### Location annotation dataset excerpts
>>>

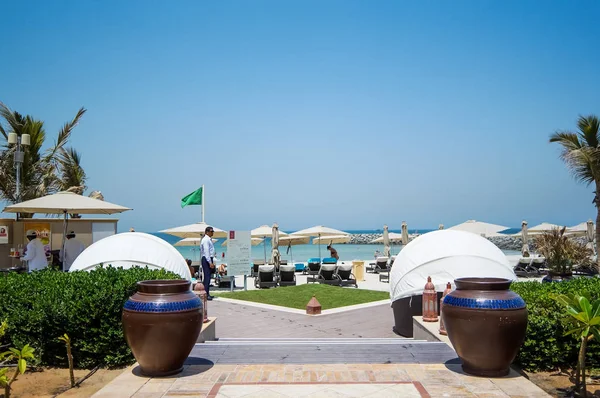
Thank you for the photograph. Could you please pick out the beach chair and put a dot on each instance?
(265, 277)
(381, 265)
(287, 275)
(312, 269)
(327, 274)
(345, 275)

<<<
>>>

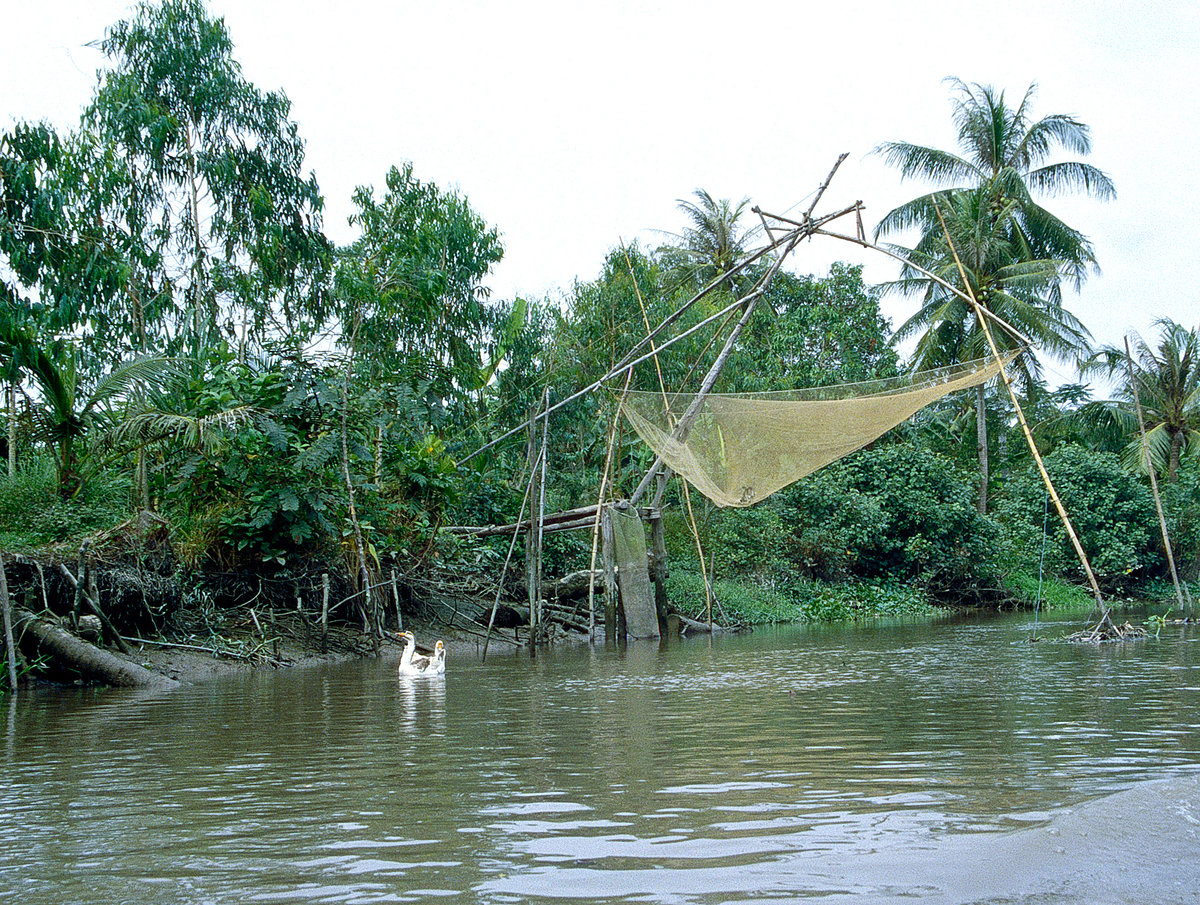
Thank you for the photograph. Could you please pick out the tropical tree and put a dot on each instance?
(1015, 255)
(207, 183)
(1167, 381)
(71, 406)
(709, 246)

<<<
>>>

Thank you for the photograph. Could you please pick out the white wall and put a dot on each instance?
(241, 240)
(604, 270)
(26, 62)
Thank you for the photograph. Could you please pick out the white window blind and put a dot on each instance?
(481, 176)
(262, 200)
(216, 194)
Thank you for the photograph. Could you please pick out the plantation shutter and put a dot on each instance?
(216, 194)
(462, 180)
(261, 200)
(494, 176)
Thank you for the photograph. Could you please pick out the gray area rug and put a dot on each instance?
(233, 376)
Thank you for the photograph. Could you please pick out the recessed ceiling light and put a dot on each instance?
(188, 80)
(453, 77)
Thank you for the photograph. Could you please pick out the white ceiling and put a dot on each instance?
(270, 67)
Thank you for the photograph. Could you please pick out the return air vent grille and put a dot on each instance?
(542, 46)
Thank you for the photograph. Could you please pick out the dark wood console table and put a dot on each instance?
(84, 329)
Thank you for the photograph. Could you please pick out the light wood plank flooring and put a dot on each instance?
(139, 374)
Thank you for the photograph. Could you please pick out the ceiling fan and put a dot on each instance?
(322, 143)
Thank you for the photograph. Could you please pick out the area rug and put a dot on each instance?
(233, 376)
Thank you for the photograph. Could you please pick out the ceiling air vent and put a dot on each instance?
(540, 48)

<<<

### REQUEST
Go through the material above and copy out only the lines that contain the word "light".

### IN RESPONSE
Thank you for the photograph. Could you please pick out the recessed ceiling light and put a dot on each instance?
Thank you for the photograph. Could you please pick out the light wood plank flooring and put a dot on each instance?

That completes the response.